EXTRACT TO READ:
━━━━━━━━━━━━━━━━
Update Document with external object - ravendb

i have a database containing Song objects. The song class has > 30 properties.
My Music Tagging application is doing changes on a song on the file system.
It then does a lookup in the database using the filename.
Now i have a Song object, which i created in my Tagging application by reading the physical file and i have a Song object, which i have just retrieved from the database and which i want to update.
I thought i just could grab the ID from the database object, replace the database object with my local song object, set the saved id and store it.
But Raven claims that i am replacing the object with a different object.
Do i really need to copy every single property over, like this?
dbSong.Artist = songfromFilesystem.Artist;
dbSong.Album = songfromFileSystem.Album;
Or are there other possibilities.
thanks,
Helmut
Edit:
I was a bit too positive. The suggestion below works only in a test program.
When doing it in my original code i get following exception:
Attempted to associate a different object with id 'TrackDatas/3452'
This is produced by following code:
try
{
originalFileName = Util.EscapeDatabaseQuery(originalFileName);
// Lookup the track in the database
var dbTracks = _session.Advanced.DocumentQuery<TrackData, DefaultSearchIndex>().WhereEquals("Query", originalFileName).ToList();
if (dbTracks.Count > 0)
{
track.Id = dbTracks[0].Id;
_session.Store(track);
_session.SaveChanges();
}
}
catch (Exception ex)
{
log.Error("UpdateTrack: Error updating track in database {0}: {1}", ex.Message, ex.InnerException);
}
I am first looking up a song in the database and get a TrackData object in dbTracks.
The track object is also of type TrackData and i just put the ID from the object just retrieved and try to store it, which gives the above error.
I would think that the above message tells me that the objects are of different types, which they aren't.
The same error happens, if i use AutoMapper.
any idea?

You can do what you're trying: replace an existing object using just the ID. If it's not working, you might be doing something else wrong. (In which case, please show us your code.)
When it comes to updating existing objects in Raven, there are a few options:
Option 1: Just save the object using the same ID as an existing object:
var song = ... // load it from the file system or whatever
song.Id = "Songs/5"; // Set it to an existing song ID
DbSession.Store(song); // Overwrites the existing song
Option 2: Manually update the properties of the existing object.
━━━━━━━━━━━━━━━━
SET TASKS:
1. Translate this sentence from the RavenDB thread into Spanish: "It then does a lookup in the database using the filename."
2. Resume the RavenDB thread, starting right after its final sentence.

DATA SHOWN:
━━━━━━━━━━━━━━━━
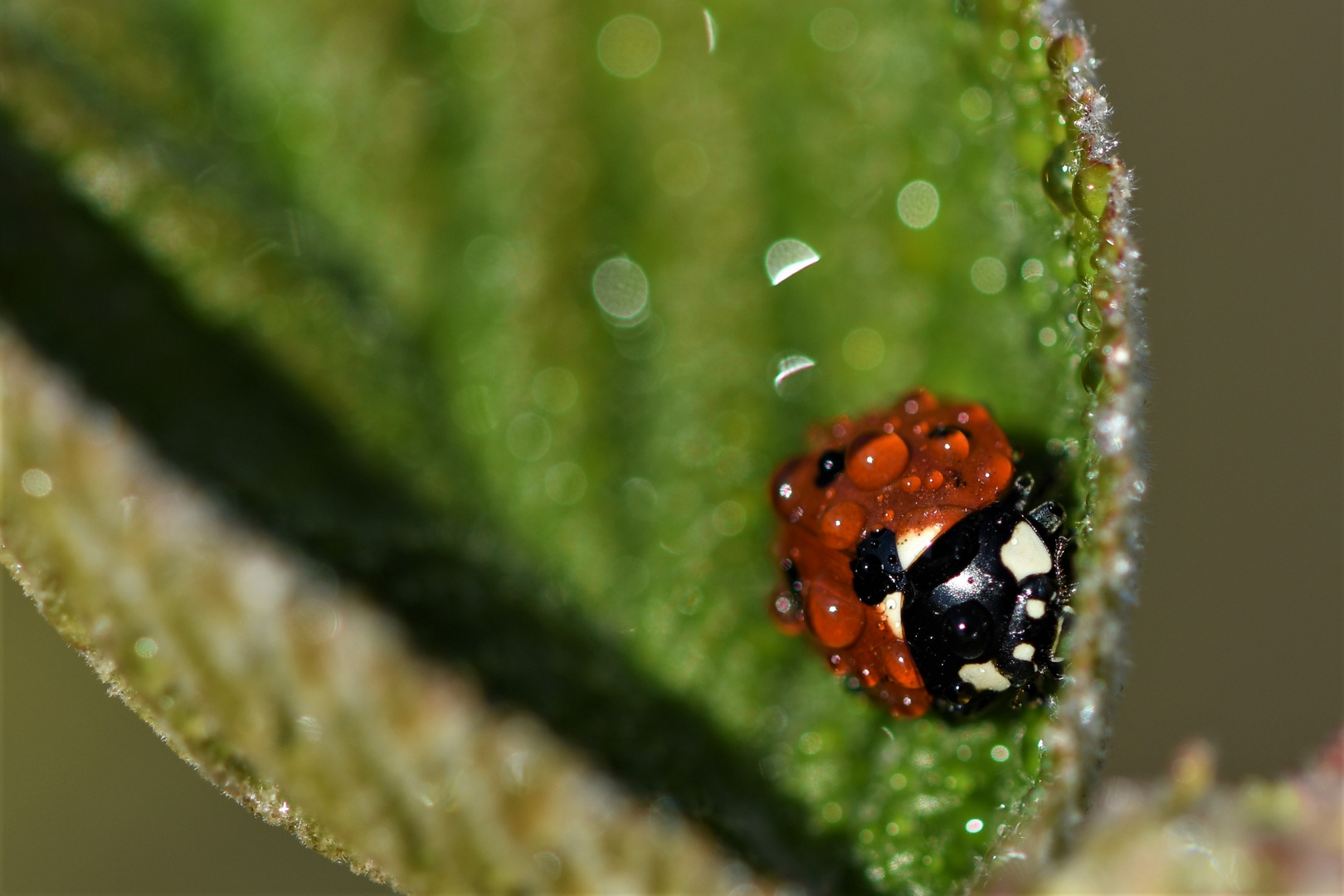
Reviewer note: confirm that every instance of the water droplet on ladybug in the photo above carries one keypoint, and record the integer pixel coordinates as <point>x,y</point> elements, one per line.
━━━━━━━━━━━━━━━━
PER-TASK ANSWERS:
1. Luego realiza una búsqueda en la base de datos usando el nombre del archivo.

2.
var song = ...;
var existingSong = DbSession.Load<Song>("Songs/5");
existingSong.Artist = song.Artist;
existingSong.Album = song.Album;
Option 3: Dynamically update the existing object:
var song = ...;
var existingSong = DbSession.Load<Song>("Songs/5");
existingSong.CopyFrom(song);
Where you've got some code like this:
// Inside Song.cs
public virtual void CopyFrom(Song other)
{
var props = typeof(Song)
.GetProperties(System.Reflection.BindingFlags.Public | System.Reflection.BindingFlags.Instance)
.Where(p => p.CanWrite);
foreach (var prop in props)
{
var source = prop.GetValue(other);
prop.SetValue(this, source);
}
}
If you find yourself having to do this often, use a library like AutoMapper.
Automapper can automatically copy one object to another with a single line of code.

Now that you've posted some code, I see 2 things:
First, is there a reason you're using the Advanced.DocumentQuery syntax?
// This is advanced query syntax. Is there a reason you're using it?
var dbTracks = _session.Advanced.DocumentQuery<TrackData, DefaultSearchIndex>().WhereEquals("Query", originalFileName).ToList();
Here's how I'd write your code using standard LINQ syntax:
var escapedFileName = Util.EscapeDatabaseQuery(originalFileName);
// Find the ID of the existing track in the database.
var existingTrackId = _session.Query<TrackData, DefaultSearchIndex>()
.Where(t => t.Query == escapedFileName)
.Select(t => t.Id);
if (existingTrackId != null)
{
track.Id = existingTrackId;
_session.Store(track);
_session.SaveChanges();
}
Finally, #2: what is track? Was it loaded via session.Load or session.Query? If so, that's not going to work, and it's causing your problem. If track is loaded from the database, you'll need to create a new object and save that:
var escapedFileName = Util.EscapeDatabaseQuery(originalFileName);
// Find the ID of the existing track in the database.
var existingTrackId = _session.Query<TrackData, DefaultSearchIndex>()
.Where(t => t.Query == escapedFileName)
.Select(t => t.Id);
if (existingTrackId != null)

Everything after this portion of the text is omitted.